SHORT TASK: Output the lines of the items below as a Markdown table with columns "Row" and "Text", numbering each line in "Row" and skipping blank lines. Include only the lines from the one holding "Target: field of grass" through the end of the items, inclusive.

RECORDS PROVIDED:
'''

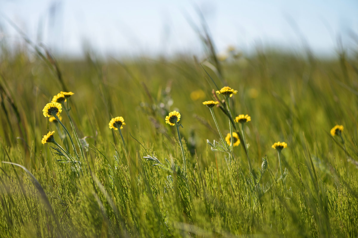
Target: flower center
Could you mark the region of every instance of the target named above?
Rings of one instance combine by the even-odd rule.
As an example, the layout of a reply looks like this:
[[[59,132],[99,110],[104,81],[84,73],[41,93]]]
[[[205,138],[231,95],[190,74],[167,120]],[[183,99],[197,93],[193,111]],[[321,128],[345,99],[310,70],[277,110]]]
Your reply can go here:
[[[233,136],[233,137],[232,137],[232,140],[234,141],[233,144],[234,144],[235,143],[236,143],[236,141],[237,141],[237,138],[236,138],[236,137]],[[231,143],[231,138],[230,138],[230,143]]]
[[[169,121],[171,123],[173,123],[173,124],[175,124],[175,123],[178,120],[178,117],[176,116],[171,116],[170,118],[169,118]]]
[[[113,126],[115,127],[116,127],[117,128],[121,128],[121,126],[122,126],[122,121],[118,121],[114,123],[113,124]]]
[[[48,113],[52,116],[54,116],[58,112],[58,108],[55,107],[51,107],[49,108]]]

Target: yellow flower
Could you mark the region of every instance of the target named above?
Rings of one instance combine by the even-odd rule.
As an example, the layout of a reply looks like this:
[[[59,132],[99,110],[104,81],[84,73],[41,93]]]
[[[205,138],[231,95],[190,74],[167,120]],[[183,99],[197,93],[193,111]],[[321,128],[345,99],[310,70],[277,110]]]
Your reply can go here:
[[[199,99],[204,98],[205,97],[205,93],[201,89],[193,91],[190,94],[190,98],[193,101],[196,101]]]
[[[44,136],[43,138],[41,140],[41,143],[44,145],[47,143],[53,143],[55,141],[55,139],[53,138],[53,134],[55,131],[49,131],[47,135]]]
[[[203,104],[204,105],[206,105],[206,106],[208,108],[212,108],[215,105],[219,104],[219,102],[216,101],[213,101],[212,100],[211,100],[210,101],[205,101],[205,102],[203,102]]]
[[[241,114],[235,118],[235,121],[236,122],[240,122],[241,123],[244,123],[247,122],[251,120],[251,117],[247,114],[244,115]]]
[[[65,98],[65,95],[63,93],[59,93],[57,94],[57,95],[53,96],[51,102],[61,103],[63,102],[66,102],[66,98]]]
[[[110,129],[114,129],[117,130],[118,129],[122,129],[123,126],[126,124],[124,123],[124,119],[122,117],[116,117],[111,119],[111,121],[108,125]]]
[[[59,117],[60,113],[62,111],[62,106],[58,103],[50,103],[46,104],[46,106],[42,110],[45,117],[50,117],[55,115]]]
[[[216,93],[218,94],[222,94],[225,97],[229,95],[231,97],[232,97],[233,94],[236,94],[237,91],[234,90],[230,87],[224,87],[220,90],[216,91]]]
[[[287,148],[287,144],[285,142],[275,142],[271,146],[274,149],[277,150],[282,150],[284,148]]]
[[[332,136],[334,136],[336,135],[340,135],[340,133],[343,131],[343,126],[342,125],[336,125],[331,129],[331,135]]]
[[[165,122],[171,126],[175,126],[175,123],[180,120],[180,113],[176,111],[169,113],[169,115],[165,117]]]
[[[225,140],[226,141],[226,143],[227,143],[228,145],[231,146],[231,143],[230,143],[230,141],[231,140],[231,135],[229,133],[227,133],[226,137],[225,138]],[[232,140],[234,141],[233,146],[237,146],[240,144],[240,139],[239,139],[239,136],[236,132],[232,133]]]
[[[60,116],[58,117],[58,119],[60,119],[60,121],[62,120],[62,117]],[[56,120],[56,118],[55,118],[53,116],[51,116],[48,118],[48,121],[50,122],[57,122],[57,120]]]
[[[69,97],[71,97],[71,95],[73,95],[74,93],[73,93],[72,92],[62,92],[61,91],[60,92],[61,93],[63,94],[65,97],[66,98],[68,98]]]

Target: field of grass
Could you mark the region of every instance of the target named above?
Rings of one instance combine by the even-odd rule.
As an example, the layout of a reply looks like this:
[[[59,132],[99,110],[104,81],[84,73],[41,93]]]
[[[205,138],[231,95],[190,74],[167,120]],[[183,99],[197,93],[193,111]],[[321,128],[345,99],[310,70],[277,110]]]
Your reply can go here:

'''

EXERCISE SOLUTION:
| Row | Text |
|---|---|
| 1 | Target: field of grass |
| 2 | Could you mark the region of every instance of the target named above? |
| 3 | Rings of one instance combine by the even-odd rule. |
| 4 | As an example, the layout of a reply looks like this: |
| 5 | [[[59,132],[99,110],[104,81],[84,73],[41,93]]] |
| 6 | [[[205,138],[231,95],[190,74],[167,120]],[[183,99],[197,93],[193,111]],[[321,128],[345,99],[310,70],[277,110]]] |
| 7 | Your reply can go here: |